WHAT TO DO
The records that follow need to be output exactly as they are.

Dataset entries
○ ○ ○

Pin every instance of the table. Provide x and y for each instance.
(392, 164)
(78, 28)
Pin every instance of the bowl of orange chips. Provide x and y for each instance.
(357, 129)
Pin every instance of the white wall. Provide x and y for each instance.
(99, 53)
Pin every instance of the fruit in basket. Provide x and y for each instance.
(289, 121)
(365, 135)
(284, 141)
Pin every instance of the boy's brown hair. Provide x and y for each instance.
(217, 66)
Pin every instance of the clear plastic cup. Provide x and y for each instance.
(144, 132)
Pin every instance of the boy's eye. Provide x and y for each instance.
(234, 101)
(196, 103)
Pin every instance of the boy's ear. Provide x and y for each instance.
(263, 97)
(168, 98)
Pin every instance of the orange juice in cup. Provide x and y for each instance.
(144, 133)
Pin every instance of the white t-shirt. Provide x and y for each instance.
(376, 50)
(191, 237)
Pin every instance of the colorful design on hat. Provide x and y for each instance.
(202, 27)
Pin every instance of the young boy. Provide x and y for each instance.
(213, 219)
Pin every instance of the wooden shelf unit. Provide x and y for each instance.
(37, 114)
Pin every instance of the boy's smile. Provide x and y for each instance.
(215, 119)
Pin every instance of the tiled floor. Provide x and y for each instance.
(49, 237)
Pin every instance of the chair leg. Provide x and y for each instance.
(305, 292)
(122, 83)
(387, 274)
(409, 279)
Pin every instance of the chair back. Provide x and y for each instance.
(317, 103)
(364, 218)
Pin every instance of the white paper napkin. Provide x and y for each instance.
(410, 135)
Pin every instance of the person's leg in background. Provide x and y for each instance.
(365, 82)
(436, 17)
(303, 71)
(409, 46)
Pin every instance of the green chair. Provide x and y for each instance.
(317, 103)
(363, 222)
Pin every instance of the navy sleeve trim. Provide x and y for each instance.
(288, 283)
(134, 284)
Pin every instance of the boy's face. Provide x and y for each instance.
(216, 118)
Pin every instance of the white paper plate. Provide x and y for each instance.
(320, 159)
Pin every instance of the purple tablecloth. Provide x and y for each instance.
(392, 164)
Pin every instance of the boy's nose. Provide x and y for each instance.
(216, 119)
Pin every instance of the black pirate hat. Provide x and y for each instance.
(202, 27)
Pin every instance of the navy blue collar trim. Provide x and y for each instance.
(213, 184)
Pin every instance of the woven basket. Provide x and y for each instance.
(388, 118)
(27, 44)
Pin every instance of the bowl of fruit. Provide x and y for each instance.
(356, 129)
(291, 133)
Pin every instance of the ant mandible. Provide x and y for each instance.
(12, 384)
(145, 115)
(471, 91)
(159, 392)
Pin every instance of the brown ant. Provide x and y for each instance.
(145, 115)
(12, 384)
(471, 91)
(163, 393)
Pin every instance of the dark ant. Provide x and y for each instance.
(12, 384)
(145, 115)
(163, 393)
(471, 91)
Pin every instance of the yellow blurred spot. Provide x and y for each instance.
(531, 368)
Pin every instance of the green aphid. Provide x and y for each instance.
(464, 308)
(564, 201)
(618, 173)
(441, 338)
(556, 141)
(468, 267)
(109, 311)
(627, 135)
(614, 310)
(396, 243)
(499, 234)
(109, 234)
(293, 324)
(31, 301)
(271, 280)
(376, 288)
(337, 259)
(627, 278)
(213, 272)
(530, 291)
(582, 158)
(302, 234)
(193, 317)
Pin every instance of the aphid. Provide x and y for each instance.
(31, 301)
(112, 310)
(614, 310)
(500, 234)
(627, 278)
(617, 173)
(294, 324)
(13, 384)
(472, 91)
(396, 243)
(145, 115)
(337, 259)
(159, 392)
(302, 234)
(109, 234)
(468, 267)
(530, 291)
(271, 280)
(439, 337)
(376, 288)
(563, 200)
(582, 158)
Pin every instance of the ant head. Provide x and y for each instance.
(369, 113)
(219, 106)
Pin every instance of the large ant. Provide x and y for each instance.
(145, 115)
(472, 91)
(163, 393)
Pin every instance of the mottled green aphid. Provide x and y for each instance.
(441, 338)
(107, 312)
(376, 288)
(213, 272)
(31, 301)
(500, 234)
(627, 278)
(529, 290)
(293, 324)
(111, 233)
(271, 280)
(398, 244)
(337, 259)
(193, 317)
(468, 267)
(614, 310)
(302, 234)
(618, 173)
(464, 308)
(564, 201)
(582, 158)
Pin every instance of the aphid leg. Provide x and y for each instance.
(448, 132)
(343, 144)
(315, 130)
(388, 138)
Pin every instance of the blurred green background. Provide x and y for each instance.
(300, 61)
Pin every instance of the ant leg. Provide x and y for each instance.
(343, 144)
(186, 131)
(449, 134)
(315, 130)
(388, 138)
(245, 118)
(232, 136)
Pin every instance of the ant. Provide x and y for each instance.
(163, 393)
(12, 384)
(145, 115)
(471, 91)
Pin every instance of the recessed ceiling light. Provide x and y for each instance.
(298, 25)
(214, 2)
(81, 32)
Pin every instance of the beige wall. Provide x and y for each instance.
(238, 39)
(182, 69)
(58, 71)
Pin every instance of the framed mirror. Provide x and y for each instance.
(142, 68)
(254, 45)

○ ○ ○

EXERCISE SOLUTION
Pin every instance of the table. Provide x and y for each instance.
(392, 164)
(78, 28)
Pin every instance of the bowl of orange chips. Provide x and y for each instance.
(357, 129)
Pin every instance of the white wall. Provide x and y for each instance.
(99, 53)
Pin every instance of the fruit in basket. Provide x and y for each instance.
(289, 121)
(365, 135)
(284, 141)
Pin every instance of the boy's brown hair. Provide x and y for each instance.
(217, 66)
Pin every instance of the clear plastic cup. Provide x and y for each instance.
(144, 132)
Pin every instance of the boy's eye. Provide x and y for each instance.
(234, 101)
(196, 103)
Pin every instance of the boy's ear. Provide x and y for each instance.
(263, 97)
(168, 98)
Pin every instance of the orange juice in cup. Provide x and y for each instance.
(144, 133)
Pin every instance of the white t-shirt. Provide x and y for each instance.
(376, 50)
(191, 237)
Pin every instance of the colorful design on hat. Provide x and y for each instance.
(202, 27)
Pin every instance of the young boy. Provide x and y for each instance.
(213, 219)
Pin every instance of the wooden shelf unit. Provide x and y for each instance.
(37, 114)
Pin every instance of the boy's smile. Provide x and y for each instance.
(215, 119)
Pin every instance of the tiled floor. Provide x and y for each instance.
(49, 237)
Pin every instance of the chair leg. Provide x and y for each instance.
(305, 292)
(122, 83)
(387, 274)
(409, 279)
Pin every instance of the chair back. Provide x and y for each instance.
(317, 103)
(364, 218)
Pin every instance of the white paper napkin. Provide x and y for each instance.
(410, 135)
Pin every instance of the person's leg in background. Provide x and y for each instance.
(365, 82)
(436, 17)
(303, 71)
(409, 46)
Pin every instance of the green chair. Provide x and y for each instance.
(317, 103)
(363, 222)
Pin every instance of the navy sleeve trim. Provide x and y for each instance.
(288, 283)
(134, 284)
Pin every instance of the boy's face. Provide x and y for each instance.
(216, 118)
Pin every instance of the white paper plate. Provide x and y for each instance.
(320, 159)
Pin every instance of the purple tablecloth. Provide x and y for each instance.
(392, 164)
Pin every instance of the boy's nose. Provide x and y for each instance.
(216, 119)
Pin every instance of the black pirate hat. Provide x and y for each instance.
(202, 27)
Pin every instance of the navy blue collar trim. Provide x and y for each instance.
(213, 184)
Pin every instance of the woven basket. Provide x and y for each instance.
(388, 118)
(27, 44)
Pin every instance of the bowl of fruit. Provide x and y for each instance.
(356, 129)
(291, 133)
Pin every instance of the ant mandible. Provide x and y for each instance.
(12, 384)
(145, 115)
(471, 91)
(159, 392)
Pin every instance of the brown ant. Provide x and y for each instance.
(145, 115)
(12, 384)
(471, 91)
(163, 393)
Pin every instance of the dark ant. Provide x and y for each instance.
(12, 384)
(145, 115)
(163, 393)
(471, 91)
Pin every instance of the yellow blurred spot. Provide x and y for each instance.
(531, 368)
Pin every instance of the green aphid. Provide x and y for each instance.
(464, 308)
(564, 201)
(618, 173)
(441, 338)
(556, 141)
(468, 267)
(109, 311)
(627, 135)
(614, 310)
(396, 243)
(499, 234)
(109, 234)
(293, 324)
(31, 301)
(271, 280)
(376, 288)
(337, 259)
(627, 278)
(213, 272)
(530, 291)
(582, 158)
(302, 234)
(193, 317)
Pin every instance of the aphid. Provide x and y for each instance.
(31, 301)
(112, 310)
(614, 310)
(500, 234)
(627, 278)
(617, 173)
(294, 324)
(13, 384)
(472, 91)
(396, 243)
(145, 115)
(337, 259)
(159, 392)
(302, 234)
(109, 234)
(468, 267)
(530, 291)
(271, 280)
(439, 337)
(376, 288)
(563, 200)
(582, 158)
Pin every instance of the ant head. Provide x and y for each instance.
(369, 113)
(219, 106)
Pin every instance of the large ant. Provide x and y for each instance.
(145, 115)
(472, 91)
(163, 393)
Pin every instance of the mottled green aphid. Provide x and y for each instance.
(441, 338)
(107, 312)
(376, 288)
(213, 272)
(31, 301)
(500, 234)
(627, 278)
(529, 290)
(293, 324)
(111, 233)
(271, 280)
(398, 244)
(337, 259)
(193, 317)
(468, 267)
(614, 310)
(302, 234)
(618, 173)
(464, 308)
(564, 201)
(582, 158)
Pin every instance of the aphid leg. Provide x and y for each instance.
(448, 132)
(343, 144)
(315, 130)
(388, 138)
Pin every instance of the blurred green background. Provide x and y for each instance.
(300, 61)
Pin every instance of the ant leg. Provide x and y for each instance.
(343, 144)
(186, 131)
(449, 134)
(315, 130)
(388, 138)
(245, 118)
(232, 136)
Pin every instance of the ant. Provide x and y for each instance.
(163, 393)
(12, 384)
(145, 115)
(471, 91)
Pin every instance of the recessed ceiling light. Provide x and y for each instance.
(298, 25)
(214, 2)
(81, 32)
Pin every instance of the beige wall. Provide x and y for each instance.
(238, 39)
(182, 69)
(58, 71)
Pin every instance of the framed mirror. Provide x and y for each instance.
(142, 68)
(254, 45)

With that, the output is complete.